**Sayfa alıntısı**
# # # #
Evet, Karadeniz’in kahve rengi altını yok olmaya sürükleniyor. Bunu da görmezden geliyorsunuz zaten. 
Türkiye’de turist rekoru kırılmış bu yıl, 9 milyon turist gelmiş. Doğrudur, adamlar bir aylık maaşı ile Türkiye’de 1 yıl yaşıyorlar! tabi ki. Turizmde rekor kırılacak ama, ülkemizin öz vatandaşları köle gibi bu insanlara hizmet ettiriliyor, bırakalım siyaseti de ülkeyi ayağa kaldıralım.
Hangi partili olursak olalım, önemli değil, ama hep beraber hep birlikte Türkiye olalım. Bu topraklardan başka bu ülkeden başka yerimiz yok. Dünyanın en pahalı arsasında bulunuyoruz.  Değerini ve değerlerimizi bilelim, bir olalım birlikte olalım hep birlikte Türkiye olalım. 
Birde ramazan aylarında belediyeler ve özel sektörler ihtiyacı olana - olmayana yemek verme işini de kaldıralım. Artık yerli üretimden kendi topraklarımızda yetişen gıdalardan, sebzelerden aracı olmadan direk alım yapılarak maliyeti az olanlardan AŞ evleri kuralım, yemek vereceksek. Yemekleri süslü-püslü yerlerde değil AŞ evlerinden dağıtalım. Savurganlıklar var, israf var hepsini tane tane yazmaya gerek görmüyorum.
# # # #
**Veri kesiti**
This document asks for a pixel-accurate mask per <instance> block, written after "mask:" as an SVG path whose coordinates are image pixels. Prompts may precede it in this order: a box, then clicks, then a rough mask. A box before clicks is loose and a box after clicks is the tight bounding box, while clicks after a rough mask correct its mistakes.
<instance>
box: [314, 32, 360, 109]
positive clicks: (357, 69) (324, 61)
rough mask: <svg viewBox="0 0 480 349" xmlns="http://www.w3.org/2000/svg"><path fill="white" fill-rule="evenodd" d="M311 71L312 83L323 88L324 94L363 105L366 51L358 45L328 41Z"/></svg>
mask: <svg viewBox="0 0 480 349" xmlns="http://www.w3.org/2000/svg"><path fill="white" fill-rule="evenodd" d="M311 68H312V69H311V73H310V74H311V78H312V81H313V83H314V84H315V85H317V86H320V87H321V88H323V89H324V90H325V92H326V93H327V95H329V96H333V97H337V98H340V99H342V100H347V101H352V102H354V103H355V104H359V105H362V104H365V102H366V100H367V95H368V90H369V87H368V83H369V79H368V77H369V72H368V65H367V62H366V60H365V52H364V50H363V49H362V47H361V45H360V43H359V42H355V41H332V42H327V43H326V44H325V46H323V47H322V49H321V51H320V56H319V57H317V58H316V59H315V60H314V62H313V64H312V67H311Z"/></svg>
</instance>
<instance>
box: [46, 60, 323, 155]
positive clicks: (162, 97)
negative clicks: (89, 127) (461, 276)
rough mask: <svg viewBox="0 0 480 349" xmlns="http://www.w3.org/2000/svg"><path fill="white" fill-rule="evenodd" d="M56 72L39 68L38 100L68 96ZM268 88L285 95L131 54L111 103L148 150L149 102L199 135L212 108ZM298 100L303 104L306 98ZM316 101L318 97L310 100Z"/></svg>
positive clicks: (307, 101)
# # # #
**Yönergeler**
- 1) Listede "clicks" dizesini barındıran bütün satırları bir araya topla; büyük ve küçük harfler ayrı sayılır.
- 2) Turizm ve aş evleri konulu sayfa alıntısını, son cümlesinden sonrasını yazarak genişlet.

**Yanıtlarınız**
- 1)
This document asks for a pixel-accurate mask per <instance> block, written after "mask:" as an SVG path whose coordinates are image pixels. Prompts may precede it in this order: a box, then clicks, then a rough mask. A box before clicks is loose and a box after clicks is the tight bounding box, while clicks after a rough mask correct its mistakes.
positive clicks: (357, 69) (324, 61)
positive clicks: (162, 97)
negative clicks: (89, 127) (461, 276)
positive clicks: (307, 101)

- 2)
Zaten bir Anadolu bir de Karadeniz kaldı. Sen milletsin, sen devletsin, sen her daim devletini savunansın, bu toprakların tek savunucusu ve sınırsız ve karşılıksız askerisin, sen mertsin, sen yiğitsin, sen cefakarsın, sen vefakarsın, sen şehitsin, sen devletinin beka bekçisisin. 
O halde fındığına sahip çık.
En son fındık için 1980 yılında bir miting düzenlendi. O gün bu gündür fındığa sahip çıkamaz olduk.  
Ya korkuyoruz, kendi ürettiğimiz fındığa sahip çıkamıyoruz bile. Ver mehteri verrrr…
Ey Karadenizli, lütfen gaflet uykusundan uyanalım silkilenelim kendimize gelelim, aklımızı başımıza alalım.
Hiç kimse bu yazdıklarımı üzerine almasın lütfen, bu benim şahsi görüşümdür… 
Doğrudur yanlıştır, kabul görür veya görmez… 
Saygılarımla?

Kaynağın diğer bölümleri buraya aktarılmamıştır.